** Excerpted data follows **

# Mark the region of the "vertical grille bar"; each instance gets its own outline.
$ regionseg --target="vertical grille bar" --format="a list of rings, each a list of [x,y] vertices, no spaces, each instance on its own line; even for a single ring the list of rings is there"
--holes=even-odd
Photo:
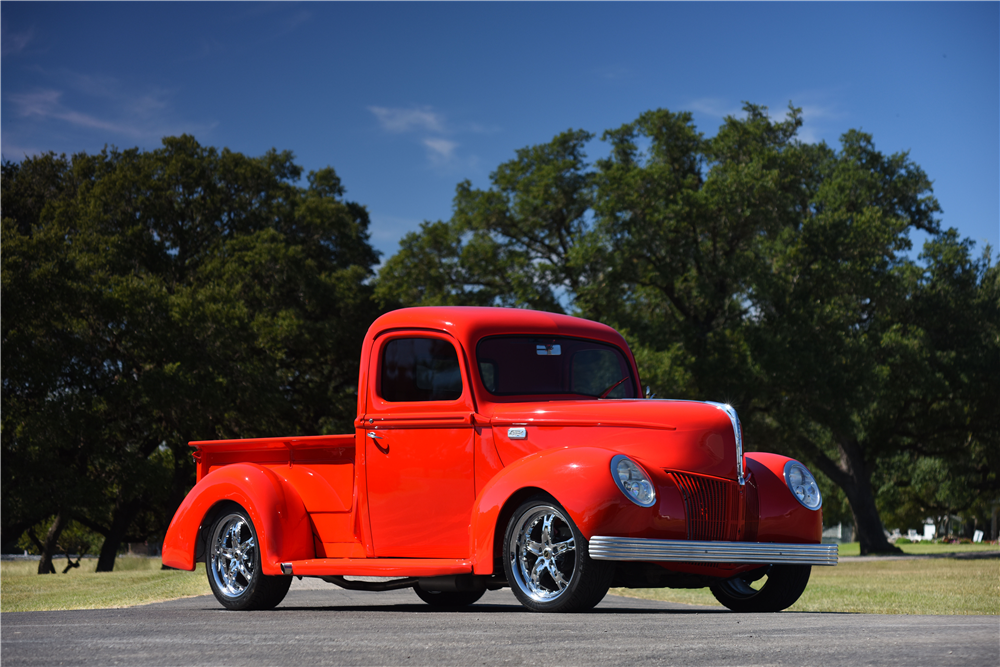
[[[757,481],[751,475],[746,485],[746,517],[743,520],[744,538],[747,542],[757,541],[757,525],[760,522],[760,496],[757,494]]]
[[[756,484],[746,489],[746,503],[741,508],[737,482],[681,472],[668,474],[684,498],[688,539],[734,541],[740,535],[741,523],[745,526],[744,539],[756,539]]]

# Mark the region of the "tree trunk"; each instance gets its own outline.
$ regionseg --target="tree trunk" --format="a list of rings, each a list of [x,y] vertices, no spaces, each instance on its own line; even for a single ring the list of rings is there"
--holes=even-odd
[[[38,574],[55,574],[56,568],[52,565],[52,556],[59,542],[59,536],[63,529],[69,524],[69,512],[60,511],[49,526],[49,532],[45,535],[45,542],[42,544],[42,559],[38,561]]]
[[[128,528],[138,513],[139,503],[134,500],[115,507],[114,515],[111,518],[111,528],[104,536],[101,555],[97,559],[97,572],[114,571],[118,548],[121,547],[122,540],[128,534]]]
[[[882,519],[875,505],[875,494],[872,492],[871,473],[865,465],[864,454],[860,444],[853,438],[837,440],[837,450],[840,453],[840,463],[834,463],[818,448],[810,446],[814,453],[816,467],[839,486],[847,496],[854,516],[854,531],[861,542],[861,555],[878,553],[903,553],[899,547],[889,544],[882,527]]]

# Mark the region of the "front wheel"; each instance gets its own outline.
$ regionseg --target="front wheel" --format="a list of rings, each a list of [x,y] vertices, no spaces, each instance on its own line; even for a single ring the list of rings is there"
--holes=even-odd
[[[273,609],[292,584],[291,576],[261,574],[257,531],[239,506],[212,525],[205,569],[215,599],[234,611]]]
[[[587,540],[565,510],[539,496],[514,512],[503,542],[511,590],[532,611],[584,611],[611,587],[614,565],[592,560]]]
[[[806,590],[811,571],[809,565],[768,565],[712,586],[712,595],[733,611],[781,611]]]

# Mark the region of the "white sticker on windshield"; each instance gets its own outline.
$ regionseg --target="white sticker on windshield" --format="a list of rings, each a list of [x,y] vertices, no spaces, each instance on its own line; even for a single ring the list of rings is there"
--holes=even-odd
[[[536,345],[535,354],[540,357],[557,357],[562,354],[562,346],[555,345]]]

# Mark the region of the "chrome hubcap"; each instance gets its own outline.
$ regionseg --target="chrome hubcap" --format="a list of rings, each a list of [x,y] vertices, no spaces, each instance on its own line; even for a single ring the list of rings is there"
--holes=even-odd
[[[212,578],[228,597],[239,597],[253,581],[256,563],[253,531],[242,516],[233,514],[219,523],[212,538]]]
[[[510,539],[507,553],[518,588],[538,602],[562,595],[576,567],[573,531],[562,512],[551,506],[525,512]]]

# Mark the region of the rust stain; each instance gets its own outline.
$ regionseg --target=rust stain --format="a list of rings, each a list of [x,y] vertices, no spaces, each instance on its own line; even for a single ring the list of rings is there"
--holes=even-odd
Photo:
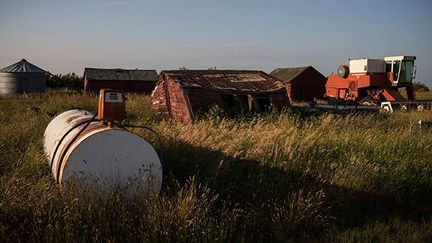
[[[248,70],[173,70],[164,75],[182,87],[228,92],[265,93],[284,89],[281,80],[262,71]]]

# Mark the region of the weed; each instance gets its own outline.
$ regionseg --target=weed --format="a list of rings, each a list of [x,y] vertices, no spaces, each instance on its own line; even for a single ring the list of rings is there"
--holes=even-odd
[[[430,112],[228,119],[215,110],[184,124],[129,95],[128,122],[162,138],[164,185],[128,203],[60,193],[50,176],[47,124],[96,105],[69,91],[0,99],[0,241],[431,239],[432,132],[412,126]]]

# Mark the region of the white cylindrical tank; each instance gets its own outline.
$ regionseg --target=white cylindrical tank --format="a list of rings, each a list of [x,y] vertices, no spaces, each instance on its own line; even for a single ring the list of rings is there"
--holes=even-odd
[[[159,192],[162,165],[144,138],[124,128],[91,121],[94,114],[70,110],[55,117],[44,134],[54,179],[97,183],[102,188],[144,186]]]

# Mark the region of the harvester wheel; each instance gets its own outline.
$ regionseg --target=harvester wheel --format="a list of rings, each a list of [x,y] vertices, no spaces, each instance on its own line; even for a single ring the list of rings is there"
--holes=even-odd
[[[341,78],[348,78],[349,75],[349,67],[347,65],[340,65],[337,69],[337,74]]]
[[[359,101],[359,103],[360,103],[360,105],[368,105],[368,106],[377,105],[376,100],[374,100],[369,95],[361,98],[360,101]]]

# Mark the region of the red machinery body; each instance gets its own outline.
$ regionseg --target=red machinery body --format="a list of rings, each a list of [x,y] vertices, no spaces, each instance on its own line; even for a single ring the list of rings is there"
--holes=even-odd
[[[399,93],[405,87],[409,100],[414,100],[412,84],[400,84],[390,81],[385,73],[351,73],[347,78],[332,74],[327,78],[327,97],[338,100],[360,101],[370,96],[385,101],[406,101]]]
[[[408,76],[407,73],[411,69],[408,71],[403,69],[405,68],[403,58],[401,56],[399,67],[394,66],[398,63],[393,64],[392,60],[387,59],[386,61],[384,59],[350,60],[350,67],[342,65],[338,68],[338,74],[328,76],[326,96],[351,103],[377,105],[381,101],[406,101],[399,93],[399,88],[405,88],[408,100],[414,100],[412,73],[415,70],[411,71],[409,74],[411,76]],[[410,61],[413,60],[415,57],[410,57]]]

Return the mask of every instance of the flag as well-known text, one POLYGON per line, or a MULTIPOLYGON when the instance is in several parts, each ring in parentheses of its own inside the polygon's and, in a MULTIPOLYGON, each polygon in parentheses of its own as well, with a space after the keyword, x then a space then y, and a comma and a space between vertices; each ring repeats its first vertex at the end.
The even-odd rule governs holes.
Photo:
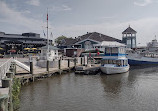
POLYGON ((50 35, 53 36, 53 33, 51 32, 50 35))
POLYGON ((48 20, 48 13, 47 13, 47 20, 48 20))
POLYGON ((43 30, 43 34, 44 34, 44 36, 46 36, 46 34, 44 33, 44 30, 43 30))

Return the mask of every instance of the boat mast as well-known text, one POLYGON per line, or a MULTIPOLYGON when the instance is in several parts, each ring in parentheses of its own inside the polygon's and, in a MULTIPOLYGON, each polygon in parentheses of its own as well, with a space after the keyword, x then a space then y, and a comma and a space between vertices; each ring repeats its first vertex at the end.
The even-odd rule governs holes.
POLYGON ((48 39, 48 8, 47 8, 47 60, 49 57, 49 39, 48 39))

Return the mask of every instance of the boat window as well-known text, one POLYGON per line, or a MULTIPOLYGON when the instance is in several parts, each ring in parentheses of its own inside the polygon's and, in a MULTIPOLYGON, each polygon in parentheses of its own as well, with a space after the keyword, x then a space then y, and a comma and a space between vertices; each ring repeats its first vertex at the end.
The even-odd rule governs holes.
POLYGON ((102 60, 102 61, 101 61, 101 65, 104 65, 104 64, 108 64, 108 60, 106 60, 106 59, 105 59, 105 60, 102 60))
POLYGON ((111 53, 111 49, 110 48, 106 48, 106 53, 111 53))
POLYGON ((113 64, 116 64, 116 60, 113 60, 112 63, 113 63, 113 64))
POLYGON ((105 64, 108 64, 108 60, 105 60, 105 64))
POLYGON ((109 60, 109 64, 112 64, 112 60, 109 60))
POLYGON ((112 48, 112 53, 118 53, 118 48, 117 47, 112 48))
POLYGON ((116 61, 117 66, 121 66, 121 60, 116 61))

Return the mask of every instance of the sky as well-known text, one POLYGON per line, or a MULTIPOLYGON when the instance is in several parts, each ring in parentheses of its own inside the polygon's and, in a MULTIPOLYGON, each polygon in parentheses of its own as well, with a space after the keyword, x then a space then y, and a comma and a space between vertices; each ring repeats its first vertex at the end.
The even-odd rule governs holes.
POLYGON ((45 38, 47 9, 50 39, 87 32, 122 39, 129 25, 141 46, 158 36, 158 0, 0 0, 0 32, 45 38))

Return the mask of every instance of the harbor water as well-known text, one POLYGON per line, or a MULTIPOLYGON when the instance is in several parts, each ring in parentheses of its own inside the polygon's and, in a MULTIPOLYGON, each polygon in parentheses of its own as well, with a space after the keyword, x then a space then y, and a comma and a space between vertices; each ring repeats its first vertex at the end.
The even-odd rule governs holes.
POLYGON ((158 111, 158 67, 54 75, 22 86, 20 111, 158 111))

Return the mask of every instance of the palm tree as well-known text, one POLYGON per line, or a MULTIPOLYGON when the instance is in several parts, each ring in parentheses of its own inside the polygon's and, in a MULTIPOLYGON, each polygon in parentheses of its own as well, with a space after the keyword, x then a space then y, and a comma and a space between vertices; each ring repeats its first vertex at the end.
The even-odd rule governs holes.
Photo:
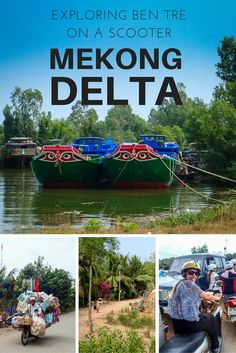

** End of Excerpted data **

§ Exercise directions
Look through the data and show every line containing "weed".

§ Result of the task
# Mark the region of the weed; each instance gets its own outline.
$ regionseg --target=weed --format="a list of rings, each a list of [x,y] vertices, no spaces, each instance on its own line; even for a single ring the list of rings is there"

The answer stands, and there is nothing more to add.